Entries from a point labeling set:

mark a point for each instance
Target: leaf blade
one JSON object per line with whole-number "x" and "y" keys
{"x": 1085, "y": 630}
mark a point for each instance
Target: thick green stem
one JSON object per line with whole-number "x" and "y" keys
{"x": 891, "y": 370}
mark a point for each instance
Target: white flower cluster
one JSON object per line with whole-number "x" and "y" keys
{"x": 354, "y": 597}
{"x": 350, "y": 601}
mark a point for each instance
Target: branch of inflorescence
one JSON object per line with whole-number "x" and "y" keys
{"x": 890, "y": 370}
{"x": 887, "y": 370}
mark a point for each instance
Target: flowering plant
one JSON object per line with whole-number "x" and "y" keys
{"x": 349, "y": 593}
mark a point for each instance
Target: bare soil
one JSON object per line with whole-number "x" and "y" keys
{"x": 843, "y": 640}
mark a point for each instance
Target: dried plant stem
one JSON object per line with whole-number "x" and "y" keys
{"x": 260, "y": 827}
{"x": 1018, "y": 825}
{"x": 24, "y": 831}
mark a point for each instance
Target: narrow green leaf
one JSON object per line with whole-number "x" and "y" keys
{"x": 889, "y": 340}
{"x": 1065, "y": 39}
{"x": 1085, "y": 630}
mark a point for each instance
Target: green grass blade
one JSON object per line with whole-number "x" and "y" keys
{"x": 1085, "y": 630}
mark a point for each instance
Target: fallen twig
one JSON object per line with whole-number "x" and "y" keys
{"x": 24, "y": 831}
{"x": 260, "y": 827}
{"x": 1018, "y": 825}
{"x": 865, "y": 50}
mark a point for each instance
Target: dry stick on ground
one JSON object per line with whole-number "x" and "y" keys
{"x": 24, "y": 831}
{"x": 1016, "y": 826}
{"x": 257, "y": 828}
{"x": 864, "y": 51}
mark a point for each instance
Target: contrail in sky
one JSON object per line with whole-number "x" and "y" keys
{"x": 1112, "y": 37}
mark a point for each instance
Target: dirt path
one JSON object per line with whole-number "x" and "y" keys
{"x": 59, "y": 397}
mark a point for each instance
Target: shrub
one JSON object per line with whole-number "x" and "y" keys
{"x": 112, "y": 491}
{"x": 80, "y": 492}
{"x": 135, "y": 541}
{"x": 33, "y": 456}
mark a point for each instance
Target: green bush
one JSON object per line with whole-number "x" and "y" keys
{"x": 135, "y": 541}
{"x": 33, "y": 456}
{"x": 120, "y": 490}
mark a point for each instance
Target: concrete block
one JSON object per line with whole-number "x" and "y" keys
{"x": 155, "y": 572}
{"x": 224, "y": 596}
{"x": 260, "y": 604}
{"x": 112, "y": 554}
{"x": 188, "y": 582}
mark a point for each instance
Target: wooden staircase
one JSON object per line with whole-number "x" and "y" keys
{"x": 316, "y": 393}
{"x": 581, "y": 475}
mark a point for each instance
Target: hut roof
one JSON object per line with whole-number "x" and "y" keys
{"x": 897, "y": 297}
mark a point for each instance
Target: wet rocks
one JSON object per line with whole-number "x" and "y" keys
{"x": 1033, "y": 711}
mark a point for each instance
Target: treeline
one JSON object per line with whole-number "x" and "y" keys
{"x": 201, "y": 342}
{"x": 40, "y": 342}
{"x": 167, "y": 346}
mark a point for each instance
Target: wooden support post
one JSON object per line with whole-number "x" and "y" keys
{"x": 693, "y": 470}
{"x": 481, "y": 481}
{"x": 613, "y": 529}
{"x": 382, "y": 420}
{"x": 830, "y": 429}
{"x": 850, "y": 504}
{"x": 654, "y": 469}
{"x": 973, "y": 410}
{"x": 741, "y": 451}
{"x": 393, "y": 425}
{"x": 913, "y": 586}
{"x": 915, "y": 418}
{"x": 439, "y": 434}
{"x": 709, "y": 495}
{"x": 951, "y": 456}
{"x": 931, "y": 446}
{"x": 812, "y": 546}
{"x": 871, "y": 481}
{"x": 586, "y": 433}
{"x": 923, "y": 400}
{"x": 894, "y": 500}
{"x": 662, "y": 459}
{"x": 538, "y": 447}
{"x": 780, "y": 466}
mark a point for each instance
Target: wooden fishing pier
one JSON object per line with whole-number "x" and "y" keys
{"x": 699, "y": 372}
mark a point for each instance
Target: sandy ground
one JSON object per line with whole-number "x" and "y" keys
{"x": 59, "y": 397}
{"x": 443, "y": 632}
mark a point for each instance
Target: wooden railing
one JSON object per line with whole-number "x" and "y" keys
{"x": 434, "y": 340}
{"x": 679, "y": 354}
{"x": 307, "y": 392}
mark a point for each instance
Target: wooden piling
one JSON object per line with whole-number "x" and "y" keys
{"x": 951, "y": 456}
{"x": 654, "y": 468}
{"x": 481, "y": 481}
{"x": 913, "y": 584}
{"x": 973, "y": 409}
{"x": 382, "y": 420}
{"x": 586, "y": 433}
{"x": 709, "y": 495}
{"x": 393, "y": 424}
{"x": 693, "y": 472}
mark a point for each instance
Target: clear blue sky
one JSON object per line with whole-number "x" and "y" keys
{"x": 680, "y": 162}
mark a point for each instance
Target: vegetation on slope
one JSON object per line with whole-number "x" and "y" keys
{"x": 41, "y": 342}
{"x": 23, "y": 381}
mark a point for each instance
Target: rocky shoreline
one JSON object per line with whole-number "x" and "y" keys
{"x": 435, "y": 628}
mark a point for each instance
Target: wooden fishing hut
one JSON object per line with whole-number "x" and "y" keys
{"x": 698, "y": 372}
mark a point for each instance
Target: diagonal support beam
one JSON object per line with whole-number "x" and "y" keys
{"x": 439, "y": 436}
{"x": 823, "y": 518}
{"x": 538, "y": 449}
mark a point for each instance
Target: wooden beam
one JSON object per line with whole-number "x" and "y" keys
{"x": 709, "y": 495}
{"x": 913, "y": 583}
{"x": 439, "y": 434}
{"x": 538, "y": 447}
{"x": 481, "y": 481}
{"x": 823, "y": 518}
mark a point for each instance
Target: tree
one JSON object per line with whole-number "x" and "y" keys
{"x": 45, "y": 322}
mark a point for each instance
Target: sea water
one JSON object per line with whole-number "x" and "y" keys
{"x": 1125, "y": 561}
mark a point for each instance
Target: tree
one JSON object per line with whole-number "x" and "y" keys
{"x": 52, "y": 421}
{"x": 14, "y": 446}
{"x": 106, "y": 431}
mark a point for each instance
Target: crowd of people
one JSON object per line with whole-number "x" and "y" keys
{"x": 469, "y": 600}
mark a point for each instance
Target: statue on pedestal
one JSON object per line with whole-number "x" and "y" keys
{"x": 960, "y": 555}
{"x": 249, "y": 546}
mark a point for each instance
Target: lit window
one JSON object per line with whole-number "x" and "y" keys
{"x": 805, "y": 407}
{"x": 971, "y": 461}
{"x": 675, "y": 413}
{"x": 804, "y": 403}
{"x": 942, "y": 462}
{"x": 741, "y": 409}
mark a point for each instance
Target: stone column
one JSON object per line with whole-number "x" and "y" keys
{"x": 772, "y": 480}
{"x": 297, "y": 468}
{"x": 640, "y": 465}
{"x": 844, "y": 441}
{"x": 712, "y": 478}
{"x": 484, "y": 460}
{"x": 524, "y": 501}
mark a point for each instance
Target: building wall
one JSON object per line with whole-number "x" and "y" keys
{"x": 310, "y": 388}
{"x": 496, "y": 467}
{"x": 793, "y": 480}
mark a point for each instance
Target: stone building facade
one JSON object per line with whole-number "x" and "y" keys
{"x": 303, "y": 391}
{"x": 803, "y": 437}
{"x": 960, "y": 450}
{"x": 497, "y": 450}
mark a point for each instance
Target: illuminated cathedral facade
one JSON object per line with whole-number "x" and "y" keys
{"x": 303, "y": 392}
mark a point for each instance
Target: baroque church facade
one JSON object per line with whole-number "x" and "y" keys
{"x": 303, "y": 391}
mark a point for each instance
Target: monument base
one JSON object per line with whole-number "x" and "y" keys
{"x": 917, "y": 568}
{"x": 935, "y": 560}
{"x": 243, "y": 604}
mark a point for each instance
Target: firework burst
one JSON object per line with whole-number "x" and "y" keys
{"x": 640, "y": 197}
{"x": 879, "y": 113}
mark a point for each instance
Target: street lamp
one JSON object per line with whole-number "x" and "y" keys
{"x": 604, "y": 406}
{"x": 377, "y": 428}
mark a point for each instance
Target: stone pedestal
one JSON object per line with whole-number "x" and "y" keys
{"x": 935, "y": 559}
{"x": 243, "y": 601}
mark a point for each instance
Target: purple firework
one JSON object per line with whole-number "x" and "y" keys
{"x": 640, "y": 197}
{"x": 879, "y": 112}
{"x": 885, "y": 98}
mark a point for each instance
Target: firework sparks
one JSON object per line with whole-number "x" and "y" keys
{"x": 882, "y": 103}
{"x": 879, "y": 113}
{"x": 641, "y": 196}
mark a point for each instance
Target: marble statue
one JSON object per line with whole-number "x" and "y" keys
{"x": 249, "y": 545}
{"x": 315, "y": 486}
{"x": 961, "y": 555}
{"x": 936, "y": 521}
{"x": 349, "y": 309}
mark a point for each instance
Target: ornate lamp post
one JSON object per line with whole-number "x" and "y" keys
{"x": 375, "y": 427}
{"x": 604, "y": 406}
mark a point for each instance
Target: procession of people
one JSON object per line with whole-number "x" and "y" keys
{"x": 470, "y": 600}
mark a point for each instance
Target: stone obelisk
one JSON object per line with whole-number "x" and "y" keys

* **Task instructions**
Display every line of the entries above that contains the string "stone". The match is case-sensitive.

* **Solution to the exercise**
Target: stone column
Target: stone building facade
Target: stone pedestal
Target: stone obelisk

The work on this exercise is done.